----- Исходный текст -----
Больше всех художников на свете Хаммерсхей ценил Уистлера. Об этом его картины кричат во всю глотку. «Этюды» в черно-серых тонах, интерьерные сцены, любовь к профильным фигурам – тень Уистлера не покидает понимающего что к чему зрителя. Однако есть тут некий акцент, который при заинтересованном отношении никак не дает поставить знак меньше или равно между этими двумя художниками. И он не в мелочах – это тотальное разночтение. Уистлер учился у французов, его серый цвет шел от серого у Мане и Дега, которые прежде всего ценили способность серого зажигать любой проблеск иного цвета рядом с ним. В Хаммерсхее французского нет ни капли. Как будто он учился по черно-белым иллюстрациям, а не в галереях Парижа и Мюнхена, которые на самом деле вполне исправно обошел. Здесь правит совсем иной порядок вещей – протестантская этика, культ частного пространства, человек как универсум, символика быта.
----- Исходные данные -----
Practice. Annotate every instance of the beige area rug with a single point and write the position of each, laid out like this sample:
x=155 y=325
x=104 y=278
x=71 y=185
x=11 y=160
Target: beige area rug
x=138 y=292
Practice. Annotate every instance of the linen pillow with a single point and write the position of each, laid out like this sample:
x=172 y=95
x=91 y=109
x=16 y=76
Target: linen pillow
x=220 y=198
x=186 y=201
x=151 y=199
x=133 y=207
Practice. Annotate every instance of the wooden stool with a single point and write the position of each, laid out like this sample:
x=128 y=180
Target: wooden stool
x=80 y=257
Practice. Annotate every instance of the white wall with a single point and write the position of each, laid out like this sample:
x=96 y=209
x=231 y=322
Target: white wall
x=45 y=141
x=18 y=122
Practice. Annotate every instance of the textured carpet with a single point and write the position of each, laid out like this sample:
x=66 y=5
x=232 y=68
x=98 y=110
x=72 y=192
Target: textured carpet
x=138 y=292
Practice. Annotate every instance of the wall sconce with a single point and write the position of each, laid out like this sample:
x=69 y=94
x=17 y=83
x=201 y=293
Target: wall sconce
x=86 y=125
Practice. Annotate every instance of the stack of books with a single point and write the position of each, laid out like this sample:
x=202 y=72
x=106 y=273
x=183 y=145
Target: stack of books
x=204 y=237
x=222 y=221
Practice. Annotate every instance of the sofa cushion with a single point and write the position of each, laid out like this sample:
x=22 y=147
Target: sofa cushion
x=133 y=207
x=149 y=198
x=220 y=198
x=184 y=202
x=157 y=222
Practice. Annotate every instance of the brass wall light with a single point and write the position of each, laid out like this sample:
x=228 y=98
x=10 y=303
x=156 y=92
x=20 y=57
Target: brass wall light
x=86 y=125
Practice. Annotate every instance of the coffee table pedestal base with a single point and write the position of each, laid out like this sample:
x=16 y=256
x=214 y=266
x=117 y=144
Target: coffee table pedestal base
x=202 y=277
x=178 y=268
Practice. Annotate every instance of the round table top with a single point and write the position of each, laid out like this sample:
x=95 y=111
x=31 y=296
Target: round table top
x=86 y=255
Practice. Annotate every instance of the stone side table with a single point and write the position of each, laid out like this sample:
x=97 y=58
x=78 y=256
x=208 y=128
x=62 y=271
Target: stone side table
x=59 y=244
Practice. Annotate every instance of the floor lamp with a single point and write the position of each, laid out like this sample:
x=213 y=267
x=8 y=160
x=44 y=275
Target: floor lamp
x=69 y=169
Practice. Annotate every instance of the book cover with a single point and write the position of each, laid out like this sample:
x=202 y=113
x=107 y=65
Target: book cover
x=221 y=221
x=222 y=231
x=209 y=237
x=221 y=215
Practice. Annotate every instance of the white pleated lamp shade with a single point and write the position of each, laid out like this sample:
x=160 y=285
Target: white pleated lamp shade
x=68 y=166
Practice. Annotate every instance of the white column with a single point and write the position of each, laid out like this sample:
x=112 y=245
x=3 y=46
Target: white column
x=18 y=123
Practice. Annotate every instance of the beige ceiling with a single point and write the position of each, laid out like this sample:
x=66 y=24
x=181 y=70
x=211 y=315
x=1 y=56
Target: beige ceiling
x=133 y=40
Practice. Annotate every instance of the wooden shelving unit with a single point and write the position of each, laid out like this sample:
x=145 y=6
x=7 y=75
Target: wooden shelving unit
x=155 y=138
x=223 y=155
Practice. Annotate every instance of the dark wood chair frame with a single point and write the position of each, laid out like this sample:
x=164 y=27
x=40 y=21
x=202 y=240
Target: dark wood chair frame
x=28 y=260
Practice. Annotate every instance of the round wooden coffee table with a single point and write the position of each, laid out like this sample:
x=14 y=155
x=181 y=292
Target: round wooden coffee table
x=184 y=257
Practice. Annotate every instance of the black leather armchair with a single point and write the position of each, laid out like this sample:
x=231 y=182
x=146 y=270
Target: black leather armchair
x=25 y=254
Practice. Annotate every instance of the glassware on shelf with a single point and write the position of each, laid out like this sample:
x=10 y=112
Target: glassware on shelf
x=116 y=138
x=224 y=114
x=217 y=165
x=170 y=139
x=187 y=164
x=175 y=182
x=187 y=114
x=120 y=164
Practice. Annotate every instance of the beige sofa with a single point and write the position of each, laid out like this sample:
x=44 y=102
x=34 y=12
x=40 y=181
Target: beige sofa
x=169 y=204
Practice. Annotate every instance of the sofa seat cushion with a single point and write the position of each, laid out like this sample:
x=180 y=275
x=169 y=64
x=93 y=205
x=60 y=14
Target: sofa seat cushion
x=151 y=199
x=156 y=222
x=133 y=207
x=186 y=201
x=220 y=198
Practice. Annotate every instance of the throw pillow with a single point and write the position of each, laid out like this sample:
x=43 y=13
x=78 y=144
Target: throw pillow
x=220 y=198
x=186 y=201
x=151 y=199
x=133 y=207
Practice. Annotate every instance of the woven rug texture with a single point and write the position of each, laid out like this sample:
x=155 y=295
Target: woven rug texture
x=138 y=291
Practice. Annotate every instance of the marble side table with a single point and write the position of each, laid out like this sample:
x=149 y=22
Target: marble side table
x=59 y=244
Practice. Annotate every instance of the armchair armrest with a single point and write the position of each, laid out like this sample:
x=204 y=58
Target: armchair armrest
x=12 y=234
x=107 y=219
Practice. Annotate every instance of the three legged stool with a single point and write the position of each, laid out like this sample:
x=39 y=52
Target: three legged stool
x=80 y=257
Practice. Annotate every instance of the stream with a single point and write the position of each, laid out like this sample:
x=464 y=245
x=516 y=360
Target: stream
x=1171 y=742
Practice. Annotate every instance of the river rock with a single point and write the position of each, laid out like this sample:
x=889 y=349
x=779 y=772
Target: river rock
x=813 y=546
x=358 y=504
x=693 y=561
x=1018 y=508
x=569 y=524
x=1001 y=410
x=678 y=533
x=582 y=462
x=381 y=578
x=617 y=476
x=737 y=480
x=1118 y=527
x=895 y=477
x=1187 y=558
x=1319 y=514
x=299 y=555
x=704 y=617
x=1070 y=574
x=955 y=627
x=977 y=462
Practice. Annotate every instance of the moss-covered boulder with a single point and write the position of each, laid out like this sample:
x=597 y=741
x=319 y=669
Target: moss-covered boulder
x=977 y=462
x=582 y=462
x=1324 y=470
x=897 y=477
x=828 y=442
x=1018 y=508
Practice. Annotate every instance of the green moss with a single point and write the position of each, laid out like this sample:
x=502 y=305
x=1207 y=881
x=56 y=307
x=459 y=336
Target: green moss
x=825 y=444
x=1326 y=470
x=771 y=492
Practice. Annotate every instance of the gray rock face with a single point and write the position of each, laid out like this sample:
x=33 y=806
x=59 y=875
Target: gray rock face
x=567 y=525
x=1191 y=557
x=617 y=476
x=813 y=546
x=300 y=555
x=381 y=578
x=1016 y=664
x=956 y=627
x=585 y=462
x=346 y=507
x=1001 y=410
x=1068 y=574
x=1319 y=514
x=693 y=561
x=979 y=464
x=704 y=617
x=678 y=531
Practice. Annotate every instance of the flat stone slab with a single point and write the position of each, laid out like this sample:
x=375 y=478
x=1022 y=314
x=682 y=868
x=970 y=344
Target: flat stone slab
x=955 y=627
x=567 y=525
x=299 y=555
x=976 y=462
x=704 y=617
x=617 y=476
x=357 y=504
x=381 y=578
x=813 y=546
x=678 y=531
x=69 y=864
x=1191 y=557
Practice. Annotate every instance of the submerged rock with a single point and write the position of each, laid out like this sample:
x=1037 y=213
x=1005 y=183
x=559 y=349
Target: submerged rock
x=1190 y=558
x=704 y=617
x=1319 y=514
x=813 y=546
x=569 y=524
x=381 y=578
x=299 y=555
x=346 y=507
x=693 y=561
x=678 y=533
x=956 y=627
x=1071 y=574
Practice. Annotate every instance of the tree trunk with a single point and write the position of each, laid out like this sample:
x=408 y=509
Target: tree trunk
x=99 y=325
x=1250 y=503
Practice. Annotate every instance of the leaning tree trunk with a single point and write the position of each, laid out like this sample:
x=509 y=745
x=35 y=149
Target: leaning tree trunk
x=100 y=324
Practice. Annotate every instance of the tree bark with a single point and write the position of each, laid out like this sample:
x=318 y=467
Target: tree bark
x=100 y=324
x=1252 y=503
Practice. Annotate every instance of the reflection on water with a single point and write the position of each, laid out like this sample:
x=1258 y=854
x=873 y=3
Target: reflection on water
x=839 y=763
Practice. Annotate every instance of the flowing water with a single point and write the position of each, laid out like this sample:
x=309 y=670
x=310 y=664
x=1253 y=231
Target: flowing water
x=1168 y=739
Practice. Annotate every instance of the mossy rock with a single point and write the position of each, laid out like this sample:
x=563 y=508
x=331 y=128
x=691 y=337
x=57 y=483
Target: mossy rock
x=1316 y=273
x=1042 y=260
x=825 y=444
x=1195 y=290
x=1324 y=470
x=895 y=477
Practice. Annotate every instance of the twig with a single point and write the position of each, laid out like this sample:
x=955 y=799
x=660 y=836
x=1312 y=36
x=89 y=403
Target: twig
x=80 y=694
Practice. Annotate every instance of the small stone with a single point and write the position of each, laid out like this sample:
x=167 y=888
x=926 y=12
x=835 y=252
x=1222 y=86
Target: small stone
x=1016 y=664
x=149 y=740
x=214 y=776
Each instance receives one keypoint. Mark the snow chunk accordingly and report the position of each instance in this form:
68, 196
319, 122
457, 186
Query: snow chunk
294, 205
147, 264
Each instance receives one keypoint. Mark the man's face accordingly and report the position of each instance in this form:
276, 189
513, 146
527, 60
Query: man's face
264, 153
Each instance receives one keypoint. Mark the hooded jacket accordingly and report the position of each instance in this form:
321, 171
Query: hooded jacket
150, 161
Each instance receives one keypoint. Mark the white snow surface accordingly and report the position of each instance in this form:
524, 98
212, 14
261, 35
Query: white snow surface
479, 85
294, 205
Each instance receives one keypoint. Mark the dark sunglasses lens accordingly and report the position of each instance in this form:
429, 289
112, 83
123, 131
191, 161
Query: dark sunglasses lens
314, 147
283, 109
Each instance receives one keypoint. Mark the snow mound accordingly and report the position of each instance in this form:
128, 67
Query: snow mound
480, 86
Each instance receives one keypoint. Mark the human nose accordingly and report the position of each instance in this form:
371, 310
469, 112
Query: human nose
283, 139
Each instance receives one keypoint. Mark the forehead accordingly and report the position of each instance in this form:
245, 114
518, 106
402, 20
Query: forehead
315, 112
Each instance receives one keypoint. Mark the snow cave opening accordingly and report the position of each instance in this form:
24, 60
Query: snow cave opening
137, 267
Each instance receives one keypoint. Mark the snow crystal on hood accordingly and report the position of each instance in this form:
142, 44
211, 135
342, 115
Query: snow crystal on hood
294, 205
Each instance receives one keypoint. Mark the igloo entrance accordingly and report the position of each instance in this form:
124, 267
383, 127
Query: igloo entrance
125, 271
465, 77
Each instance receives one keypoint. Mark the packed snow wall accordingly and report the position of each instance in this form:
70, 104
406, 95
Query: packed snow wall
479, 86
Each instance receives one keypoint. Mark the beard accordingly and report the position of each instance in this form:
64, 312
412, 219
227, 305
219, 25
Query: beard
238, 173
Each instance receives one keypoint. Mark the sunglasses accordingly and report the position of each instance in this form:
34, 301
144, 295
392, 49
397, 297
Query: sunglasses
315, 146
-----
### Выполните задания
**a)** Почему, согласно тексту о Хаммерсхее и Уистлере, серый цвет Уистлера шел от серого у Мане и Дега? Ответьте одним-двумя предложениями.
**b)** Перепишите отрывок из текста о Хаммерсхее и Уистлере, начиная со слов «Больше всех художников» и заканчивая словами «универсум, символика быта.». При этом замените «галереях» на «музеях».

### Ожидаемые ответы
**a)** Серый цвет Уистлера шел от серого у Мане и Дега потому, что Уистлер учился у французов.

**b)**
Больше всех художников на свете Хаммерсхей ценил Уистлера. Об этом его картины кричат во всю глотку. «Этюды» в черно-серых тонах, интерьерные сцены, любовь к профильным фигурам – тень Уистлера не покидает понимающего что к чему зрителя. Однако есть тут некий акцент, который при заинтересованном отношении никак не дает поставить знак меньше или равно между этими двумя художниками. И он не в мелочах – это тотальное разночтение. Уистлер учился у французов, его серый цвет шел от серого у Мане и Дега, которые прежде всего ценили способность серого зажигать любой проблеск иного цвета рядом с ним. В Хаммерсхее французского нет ни капли. Как будто он учился по черно-белым иллюстрациям, а не в музеях Парижа и Мюнхена, которые на самом деле вполне исправно обошел. Здесь правит совсем иной порядок вещей – протестантская этика, культ частного пространства, человек как универсум, символика быта.